Point localization data
/---

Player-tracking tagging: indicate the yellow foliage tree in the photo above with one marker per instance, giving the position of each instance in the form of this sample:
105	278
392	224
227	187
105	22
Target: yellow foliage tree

\---

Task statement -
Where a line in the records above contains the string "yellow", return that line.

Exercise solution -
Player-tracking tagging: indicate the yellow foliage tree in the photo above with one marker per instance, giving the position of each instance in the form of this sample:
Target: yellow foliage tree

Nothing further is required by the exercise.